• Records for this exercise:
|---|

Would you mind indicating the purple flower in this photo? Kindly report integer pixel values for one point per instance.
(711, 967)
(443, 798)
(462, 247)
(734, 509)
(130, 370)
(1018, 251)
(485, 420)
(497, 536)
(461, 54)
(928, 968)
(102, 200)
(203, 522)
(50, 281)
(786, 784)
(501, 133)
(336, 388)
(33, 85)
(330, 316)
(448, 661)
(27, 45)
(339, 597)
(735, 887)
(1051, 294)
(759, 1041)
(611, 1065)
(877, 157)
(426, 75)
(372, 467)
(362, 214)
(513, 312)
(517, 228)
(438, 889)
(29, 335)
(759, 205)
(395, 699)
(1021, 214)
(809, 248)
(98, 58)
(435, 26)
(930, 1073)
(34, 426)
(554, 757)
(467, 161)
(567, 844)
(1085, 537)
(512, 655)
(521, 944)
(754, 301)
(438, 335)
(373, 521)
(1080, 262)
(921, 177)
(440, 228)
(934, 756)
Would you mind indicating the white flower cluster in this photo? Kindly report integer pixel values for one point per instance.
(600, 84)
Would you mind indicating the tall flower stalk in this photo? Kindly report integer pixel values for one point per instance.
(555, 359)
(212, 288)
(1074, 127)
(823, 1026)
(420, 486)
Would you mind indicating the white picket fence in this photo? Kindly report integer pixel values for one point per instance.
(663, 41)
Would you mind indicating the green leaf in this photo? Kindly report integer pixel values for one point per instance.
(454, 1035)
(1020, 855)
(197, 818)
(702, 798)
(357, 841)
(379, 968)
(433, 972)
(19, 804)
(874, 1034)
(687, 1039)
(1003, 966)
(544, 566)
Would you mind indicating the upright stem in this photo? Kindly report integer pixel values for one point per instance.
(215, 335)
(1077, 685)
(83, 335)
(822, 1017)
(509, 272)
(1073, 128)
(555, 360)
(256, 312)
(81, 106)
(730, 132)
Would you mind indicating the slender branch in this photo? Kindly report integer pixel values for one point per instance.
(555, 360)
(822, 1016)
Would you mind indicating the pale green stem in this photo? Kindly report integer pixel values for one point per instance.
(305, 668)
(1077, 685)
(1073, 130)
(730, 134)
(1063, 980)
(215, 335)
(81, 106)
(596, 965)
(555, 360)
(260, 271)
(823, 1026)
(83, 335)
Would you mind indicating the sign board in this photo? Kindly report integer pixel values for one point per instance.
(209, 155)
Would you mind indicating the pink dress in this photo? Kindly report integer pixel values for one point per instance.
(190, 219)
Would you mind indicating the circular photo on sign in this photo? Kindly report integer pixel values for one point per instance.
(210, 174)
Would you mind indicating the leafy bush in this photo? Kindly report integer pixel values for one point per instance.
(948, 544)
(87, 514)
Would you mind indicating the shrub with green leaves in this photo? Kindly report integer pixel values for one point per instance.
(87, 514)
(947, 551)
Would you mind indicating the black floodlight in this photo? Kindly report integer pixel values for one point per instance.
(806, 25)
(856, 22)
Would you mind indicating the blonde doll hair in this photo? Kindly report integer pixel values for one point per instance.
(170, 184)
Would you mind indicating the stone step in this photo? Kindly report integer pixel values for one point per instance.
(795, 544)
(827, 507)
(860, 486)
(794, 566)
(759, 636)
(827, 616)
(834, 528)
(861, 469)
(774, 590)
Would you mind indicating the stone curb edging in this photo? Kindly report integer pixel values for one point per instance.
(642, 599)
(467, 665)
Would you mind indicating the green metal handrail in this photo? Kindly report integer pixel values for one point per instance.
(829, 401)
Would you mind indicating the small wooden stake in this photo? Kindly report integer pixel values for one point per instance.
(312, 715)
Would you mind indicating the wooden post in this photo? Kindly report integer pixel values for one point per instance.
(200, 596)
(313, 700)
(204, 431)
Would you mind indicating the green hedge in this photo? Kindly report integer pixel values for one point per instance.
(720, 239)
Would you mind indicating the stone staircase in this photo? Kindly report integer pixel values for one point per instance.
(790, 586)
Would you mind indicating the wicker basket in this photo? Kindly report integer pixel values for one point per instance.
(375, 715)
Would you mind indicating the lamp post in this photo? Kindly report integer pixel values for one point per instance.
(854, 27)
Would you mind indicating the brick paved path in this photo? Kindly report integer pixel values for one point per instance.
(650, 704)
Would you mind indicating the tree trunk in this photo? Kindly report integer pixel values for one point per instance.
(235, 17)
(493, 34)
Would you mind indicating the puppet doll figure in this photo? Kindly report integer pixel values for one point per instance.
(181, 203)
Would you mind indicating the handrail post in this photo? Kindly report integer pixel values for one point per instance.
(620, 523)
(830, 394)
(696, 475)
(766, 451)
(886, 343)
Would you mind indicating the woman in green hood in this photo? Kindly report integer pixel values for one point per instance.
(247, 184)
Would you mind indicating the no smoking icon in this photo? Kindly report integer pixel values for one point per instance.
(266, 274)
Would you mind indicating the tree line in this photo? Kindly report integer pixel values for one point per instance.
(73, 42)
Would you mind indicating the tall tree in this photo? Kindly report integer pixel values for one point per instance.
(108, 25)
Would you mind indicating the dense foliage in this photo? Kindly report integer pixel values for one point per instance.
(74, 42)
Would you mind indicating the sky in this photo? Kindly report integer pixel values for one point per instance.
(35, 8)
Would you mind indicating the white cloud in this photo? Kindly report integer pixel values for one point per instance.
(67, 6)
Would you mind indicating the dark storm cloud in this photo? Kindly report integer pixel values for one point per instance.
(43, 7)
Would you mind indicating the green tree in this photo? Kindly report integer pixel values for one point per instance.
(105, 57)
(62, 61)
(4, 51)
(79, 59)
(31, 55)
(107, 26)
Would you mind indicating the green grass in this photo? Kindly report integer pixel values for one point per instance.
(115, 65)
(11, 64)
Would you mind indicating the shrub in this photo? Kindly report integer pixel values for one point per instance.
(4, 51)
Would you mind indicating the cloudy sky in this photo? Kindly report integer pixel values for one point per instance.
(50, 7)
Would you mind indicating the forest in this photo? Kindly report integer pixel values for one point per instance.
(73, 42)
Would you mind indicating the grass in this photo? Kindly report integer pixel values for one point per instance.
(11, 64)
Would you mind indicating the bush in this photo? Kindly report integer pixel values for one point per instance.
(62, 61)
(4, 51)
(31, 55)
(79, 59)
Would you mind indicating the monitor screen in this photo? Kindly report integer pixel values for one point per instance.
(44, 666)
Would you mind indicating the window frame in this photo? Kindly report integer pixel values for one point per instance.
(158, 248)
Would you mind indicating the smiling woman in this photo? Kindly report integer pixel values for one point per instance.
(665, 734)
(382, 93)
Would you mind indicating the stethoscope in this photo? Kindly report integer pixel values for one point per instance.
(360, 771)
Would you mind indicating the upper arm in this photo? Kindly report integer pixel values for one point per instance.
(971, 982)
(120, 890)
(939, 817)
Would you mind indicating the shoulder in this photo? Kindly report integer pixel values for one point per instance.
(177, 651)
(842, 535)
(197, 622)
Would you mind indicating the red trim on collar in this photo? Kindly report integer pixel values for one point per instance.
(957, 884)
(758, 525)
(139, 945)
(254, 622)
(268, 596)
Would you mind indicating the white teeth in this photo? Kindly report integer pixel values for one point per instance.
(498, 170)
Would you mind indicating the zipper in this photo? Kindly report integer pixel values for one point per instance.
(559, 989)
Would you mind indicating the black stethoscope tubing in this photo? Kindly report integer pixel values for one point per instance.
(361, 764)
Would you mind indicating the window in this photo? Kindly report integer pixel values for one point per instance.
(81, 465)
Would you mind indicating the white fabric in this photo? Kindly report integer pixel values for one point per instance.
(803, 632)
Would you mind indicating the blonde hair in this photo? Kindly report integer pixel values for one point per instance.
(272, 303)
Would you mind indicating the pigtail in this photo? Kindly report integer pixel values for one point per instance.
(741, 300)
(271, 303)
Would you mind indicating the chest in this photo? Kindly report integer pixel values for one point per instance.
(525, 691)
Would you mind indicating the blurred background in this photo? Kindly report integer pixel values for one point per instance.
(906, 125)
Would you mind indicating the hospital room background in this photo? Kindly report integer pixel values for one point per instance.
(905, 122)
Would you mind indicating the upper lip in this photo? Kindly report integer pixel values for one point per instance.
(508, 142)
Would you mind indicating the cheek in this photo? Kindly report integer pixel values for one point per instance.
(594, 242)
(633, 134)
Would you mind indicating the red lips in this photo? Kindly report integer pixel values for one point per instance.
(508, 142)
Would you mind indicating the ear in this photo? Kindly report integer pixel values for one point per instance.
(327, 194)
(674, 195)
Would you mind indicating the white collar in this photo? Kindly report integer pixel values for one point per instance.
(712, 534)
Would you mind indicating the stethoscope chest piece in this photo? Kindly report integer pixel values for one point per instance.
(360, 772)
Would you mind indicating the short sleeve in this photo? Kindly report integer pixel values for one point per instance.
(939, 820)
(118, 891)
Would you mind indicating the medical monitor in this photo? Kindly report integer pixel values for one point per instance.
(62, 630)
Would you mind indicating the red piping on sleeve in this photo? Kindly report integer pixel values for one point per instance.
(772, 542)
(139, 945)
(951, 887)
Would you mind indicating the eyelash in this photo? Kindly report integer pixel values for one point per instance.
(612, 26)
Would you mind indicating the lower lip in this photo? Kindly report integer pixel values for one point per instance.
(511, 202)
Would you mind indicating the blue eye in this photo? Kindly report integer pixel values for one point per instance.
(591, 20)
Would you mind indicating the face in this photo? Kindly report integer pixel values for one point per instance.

|---|

Only an exact copy is wanted here: the line containing "Would you mind indicating the ear" and every later line, up to and including the last line of the listing.

Would you mind indicating the ear in this photo? Kindly report integer pixel values for one point per instance.
(327, 194)
(674, 195)
Would you mind indicating the white collar in this photo? Kindly report integer pixel values for one point per instance.
(712, 534)
Would you mind indicating the stethoscope chest piece in this photo? Kindly report integer pixel values for one point per instance.
(360, 772)
Would you mind indicating the short sleeve in this photo? Kindly report integer pixel values for one point per instance.
(939, 820)
(118, 891)
Would you mind indicating the medical monitor in this photo? Kindly report integer pixel values for one point per instance.
(62, 630)
Would you mind indicating the red piping on sleeve in this photo? Kindly report integer pixel values for one point per instance.
(772, 542)
(139, 945)
(951, 887)
Would you mind indicating the eyelash in this photo? Kindly report integer pixel values for one point per instance.
(612, 26)
Would you mind indicating the lower lip in this photo? Kindly report integer pixel values for one point per instance.
(511, 202)
Would you mind indicating the blue eye in this photo? Kindly report integer pixel values for one point per instance.
(591, 20)
Would you mind indicating the face in this photo? Kindly report integer pixel values for one point per instance.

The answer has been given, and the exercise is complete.